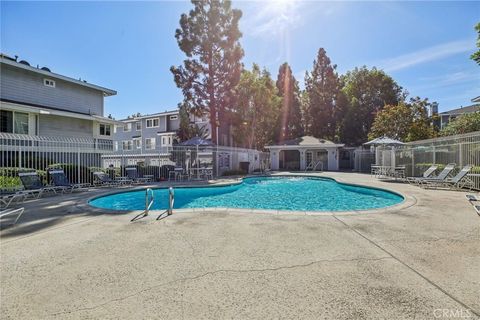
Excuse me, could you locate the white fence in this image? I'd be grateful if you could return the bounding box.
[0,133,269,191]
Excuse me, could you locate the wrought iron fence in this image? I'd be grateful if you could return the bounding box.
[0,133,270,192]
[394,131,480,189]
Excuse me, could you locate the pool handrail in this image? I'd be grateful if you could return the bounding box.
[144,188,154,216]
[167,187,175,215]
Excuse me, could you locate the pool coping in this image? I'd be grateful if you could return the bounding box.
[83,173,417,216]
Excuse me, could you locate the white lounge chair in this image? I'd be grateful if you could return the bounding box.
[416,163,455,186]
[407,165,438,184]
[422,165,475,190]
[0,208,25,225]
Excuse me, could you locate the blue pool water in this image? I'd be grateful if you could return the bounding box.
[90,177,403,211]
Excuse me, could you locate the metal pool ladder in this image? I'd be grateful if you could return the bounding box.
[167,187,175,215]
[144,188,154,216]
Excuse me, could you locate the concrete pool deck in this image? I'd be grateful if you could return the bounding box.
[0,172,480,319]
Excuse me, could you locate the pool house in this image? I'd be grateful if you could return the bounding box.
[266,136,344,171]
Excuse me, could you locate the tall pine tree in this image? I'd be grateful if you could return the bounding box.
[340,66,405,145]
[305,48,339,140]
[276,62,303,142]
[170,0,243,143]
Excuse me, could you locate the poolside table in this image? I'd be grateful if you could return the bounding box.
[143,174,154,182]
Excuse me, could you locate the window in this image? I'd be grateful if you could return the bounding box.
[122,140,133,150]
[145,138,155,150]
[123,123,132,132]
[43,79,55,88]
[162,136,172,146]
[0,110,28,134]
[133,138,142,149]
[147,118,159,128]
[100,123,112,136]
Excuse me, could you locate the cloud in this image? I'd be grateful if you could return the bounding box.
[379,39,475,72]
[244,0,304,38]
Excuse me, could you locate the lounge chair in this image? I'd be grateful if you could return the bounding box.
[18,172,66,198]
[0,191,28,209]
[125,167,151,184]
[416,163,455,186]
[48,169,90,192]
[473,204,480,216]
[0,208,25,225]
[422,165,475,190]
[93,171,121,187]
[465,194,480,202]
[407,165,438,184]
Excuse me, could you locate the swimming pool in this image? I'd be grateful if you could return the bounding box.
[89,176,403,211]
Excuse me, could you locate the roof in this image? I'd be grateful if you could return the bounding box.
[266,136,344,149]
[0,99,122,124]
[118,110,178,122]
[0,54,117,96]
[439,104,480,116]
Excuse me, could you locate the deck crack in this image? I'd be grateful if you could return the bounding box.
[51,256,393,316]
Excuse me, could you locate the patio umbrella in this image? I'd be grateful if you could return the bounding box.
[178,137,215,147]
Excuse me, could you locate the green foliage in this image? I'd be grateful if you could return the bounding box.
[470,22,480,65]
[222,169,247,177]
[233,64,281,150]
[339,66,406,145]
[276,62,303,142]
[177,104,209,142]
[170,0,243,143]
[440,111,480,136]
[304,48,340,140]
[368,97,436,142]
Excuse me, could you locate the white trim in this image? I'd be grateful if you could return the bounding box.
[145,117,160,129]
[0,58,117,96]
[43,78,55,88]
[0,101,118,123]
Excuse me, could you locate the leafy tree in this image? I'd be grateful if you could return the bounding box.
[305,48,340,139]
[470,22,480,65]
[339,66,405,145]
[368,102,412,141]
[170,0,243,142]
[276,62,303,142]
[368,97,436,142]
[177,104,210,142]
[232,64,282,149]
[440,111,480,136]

.....

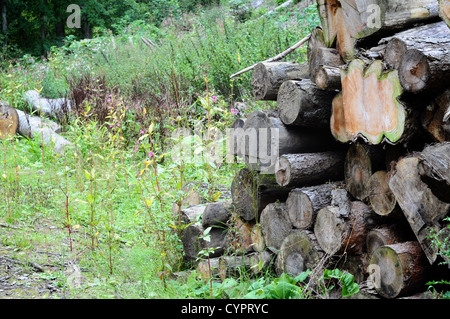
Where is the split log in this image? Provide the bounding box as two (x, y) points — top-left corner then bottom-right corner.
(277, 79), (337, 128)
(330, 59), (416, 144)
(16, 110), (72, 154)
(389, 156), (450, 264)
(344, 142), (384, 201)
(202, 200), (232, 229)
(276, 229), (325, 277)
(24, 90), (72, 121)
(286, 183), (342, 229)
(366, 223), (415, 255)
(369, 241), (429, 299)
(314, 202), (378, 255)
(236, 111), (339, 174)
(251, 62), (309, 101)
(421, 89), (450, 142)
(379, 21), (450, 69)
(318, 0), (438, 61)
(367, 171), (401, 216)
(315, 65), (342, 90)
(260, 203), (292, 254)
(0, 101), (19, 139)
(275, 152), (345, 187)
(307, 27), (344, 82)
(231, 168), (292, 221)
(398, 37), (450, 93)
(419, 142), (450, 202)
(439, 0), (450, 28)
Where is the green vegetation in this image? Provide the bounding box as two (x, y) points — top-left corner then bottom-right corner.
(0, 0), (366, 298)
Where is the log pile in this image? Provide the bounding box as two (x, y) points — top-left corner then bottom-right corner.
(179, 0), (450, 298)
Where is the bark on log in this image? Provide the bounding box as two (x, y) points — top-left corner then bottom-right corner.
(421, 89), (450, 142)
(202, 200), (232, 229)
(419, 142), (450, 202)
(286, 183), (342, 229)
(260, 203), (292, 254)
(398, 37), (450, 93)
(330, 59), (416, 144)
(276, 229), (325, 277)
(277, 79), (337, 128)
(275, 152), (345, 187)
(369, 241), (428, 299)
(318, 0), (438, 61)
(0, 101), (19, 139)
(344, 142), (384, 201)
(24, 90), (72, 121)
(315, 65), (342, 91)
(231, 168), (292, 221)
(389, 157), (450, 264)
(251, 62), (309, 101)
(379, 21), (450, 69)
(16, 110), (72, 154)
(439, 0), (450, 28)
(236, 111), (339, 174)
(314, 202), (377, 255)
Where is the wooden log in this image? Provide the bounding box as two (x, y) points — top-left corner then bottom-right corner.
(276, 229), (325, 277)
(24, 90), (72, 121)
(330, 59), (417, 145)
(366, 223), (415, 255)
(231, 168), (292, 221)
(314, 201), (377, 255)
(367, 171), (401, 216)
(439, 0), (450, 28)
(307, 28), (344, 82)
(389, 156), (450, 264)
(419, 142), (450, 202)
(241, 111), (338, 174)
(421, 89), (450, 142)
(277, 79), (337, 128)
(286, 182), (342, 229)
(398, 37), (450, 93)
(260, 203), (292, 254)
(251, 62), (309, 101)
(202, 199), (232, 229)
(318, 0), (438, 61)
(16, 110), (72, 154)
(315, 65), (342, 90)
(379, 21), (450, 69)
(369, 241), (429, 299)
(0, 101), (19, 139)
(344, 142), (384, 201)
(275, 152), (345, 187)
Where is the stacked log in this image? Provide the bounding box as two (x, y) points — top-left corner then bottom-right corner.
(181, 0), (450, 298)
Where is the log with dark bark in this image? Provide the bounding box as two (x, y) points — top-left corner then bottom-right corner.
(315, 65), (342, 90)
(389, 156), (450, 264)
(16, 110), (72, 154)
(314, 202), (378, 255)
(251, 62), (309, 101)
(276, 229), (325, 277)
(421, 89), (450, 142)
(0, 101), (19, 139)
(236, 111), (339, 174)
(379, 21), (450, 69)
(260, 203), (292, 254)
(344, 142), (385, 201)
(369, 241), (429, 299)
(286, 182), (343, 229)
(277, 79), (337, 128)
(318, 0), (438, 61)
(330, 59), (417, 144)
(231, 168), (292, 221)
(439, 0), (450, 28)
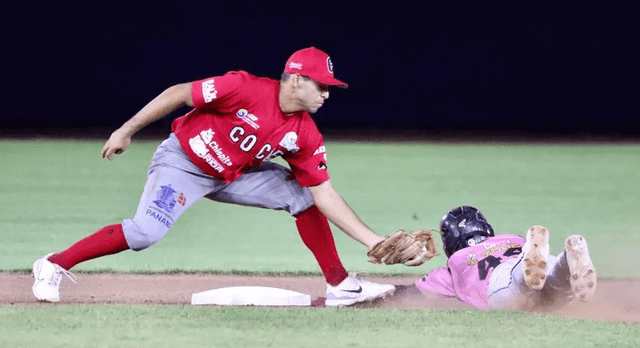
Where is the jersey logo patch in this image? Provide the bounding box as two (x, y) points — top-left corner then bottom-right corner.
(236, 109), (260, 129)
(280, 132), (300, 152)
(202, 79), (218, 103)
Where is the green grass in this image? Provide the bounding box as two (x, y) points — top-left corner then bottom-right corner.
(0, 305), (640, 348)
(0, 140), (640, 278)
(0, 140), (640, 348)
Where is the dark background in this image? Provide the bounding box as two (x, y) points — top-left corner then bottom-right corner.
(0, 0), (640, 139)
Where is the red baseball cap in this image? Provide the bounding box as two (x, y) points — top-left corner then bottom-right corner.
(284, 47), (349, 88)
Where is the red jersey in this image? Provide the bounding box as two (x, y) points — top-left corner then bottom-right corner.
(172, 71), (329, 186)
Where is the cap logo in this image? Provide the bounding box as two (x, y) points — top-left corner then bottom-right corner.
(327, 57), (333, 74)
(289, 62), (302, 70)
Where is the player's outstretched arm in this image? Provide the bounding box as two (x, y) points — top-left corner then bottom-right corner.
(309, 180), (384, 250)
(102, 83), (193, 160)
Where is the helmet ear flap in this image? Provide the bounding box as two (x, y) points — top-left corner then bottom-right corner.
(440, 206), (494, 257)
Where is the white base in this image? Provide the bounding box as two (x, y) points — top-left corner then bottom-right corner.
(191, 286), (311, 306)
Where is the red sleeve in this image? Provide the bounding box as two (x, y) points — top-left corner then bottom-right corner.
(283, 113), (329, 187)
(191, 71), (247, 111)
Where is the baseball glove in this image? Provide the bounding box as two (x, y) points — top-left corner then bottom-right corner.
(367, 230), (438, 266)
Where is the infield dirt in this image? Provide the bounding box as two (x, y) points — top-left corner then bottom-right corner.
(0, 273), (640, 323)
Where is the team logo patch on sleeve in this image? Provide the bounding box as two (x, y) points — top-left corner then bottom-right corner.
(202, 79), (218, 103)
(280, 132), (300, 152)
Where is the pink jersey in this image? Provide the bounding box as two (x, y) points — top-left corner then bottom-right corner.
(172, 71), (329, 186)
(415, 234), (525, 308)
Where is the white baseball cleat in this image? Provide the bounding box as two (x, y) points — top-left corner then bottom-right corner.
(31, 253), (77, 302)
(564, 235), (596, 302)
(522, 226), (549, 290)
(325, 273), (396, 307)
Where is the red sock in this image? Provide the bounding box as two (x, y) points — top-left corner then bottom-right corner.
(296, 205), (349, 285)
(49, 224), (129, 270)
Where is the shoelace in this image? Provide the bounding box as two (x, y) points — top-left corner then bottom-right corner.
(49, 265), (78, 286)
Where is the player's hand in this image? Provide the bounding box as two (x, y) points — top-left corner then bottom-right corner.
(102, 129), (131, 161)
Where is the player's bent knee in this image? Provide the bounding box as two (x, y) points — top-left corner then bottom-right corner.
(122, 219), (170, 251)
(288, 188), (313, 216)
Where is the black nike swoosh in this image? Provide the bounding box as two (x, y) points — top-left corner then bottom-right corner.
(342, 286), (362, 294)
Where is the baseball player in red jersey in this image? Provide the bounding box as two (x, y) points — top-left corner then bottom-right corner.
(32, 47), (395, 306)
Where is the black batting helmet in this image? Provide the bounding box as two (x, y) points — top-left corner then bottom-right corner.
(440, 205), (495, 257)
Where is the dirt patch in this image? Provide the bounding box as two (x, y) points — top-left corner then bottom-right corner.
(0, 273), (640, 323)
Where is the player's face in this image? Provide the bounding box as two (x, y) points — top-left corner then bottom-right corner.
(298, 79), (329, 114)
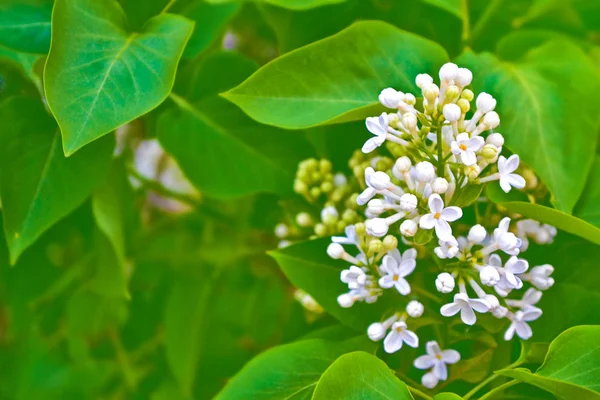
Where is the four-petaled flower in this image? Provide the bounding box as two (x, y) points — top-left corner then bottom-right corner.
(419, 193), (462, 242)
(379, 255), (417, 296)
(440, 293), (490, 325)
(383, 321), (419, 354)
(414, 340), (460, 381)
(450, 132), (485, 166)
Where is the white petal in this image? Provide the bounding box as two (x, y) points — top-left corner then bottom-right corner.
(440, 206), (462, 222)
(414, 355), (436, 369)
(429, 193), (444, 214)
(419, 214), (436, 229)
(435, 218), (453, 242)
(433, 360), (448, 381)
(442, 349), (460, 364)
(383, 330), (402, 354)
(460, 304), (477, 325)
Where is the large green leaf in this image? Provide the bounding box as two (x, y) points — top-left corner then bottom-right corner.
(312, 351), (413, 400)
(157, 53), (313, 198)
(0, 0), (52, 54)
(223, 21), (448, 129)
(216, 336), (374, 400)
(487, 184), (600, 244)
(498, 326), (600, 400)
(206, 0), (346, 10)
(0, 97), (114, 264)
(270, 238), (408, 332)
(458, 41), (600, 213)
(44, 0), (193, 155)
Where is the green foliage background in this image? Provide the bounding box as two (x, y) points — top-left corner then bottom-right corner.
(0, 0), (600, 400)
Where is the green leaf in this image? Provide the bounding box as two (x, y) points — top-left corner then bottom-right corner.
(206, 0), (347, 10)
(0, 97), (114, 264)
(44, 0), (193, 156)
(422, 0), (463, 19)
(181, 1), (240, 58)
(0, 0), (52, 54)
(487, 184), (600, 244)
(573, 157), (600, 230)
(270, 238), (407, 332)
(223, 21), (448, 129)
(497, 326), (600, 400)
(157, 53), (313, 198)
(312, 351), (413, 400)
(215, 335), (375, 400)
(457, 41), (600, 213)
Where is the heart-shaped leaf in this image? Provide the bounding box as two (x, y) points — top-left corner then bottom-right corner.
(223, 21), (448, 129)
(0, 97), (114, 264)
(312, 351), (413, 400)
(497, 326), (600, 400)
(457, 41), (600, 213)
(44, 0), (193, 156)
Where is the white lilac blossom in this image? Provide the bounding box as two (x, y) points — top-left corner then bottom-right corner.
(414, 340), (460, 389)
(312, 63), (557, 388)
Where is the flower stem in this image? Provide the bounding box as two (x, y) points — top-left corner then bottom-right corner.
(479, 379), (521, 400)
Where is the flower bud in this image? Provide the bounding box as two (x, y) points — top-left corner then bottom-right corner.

.....

Could you give the material again, from the line with "Excuse me, could you locate the white fence" up to and including the line with "[83,173,417,216]", with "handrail" switched to "railing" and nothing else changed?

THE REPLY
Excuse me, could you locate the white fence in this image? I'd be grateful if you could return the bounding box.
[0,133,269,191]
Excuse me, could you locate the wrought iron fence in this image? I'd be grateful if you could return the bounding box.
[0,133,270,192]
[394,131,480,189]
Excuse me, could you locate the pool railing in this image? I'd be grateful if you could return the bounding box.
[144,188,154,216]
[167,187,175,215]
Excuse me, could you locate the pool coping in this image? I'd be grateful if you could return the bounding box.
[83,173,417,216]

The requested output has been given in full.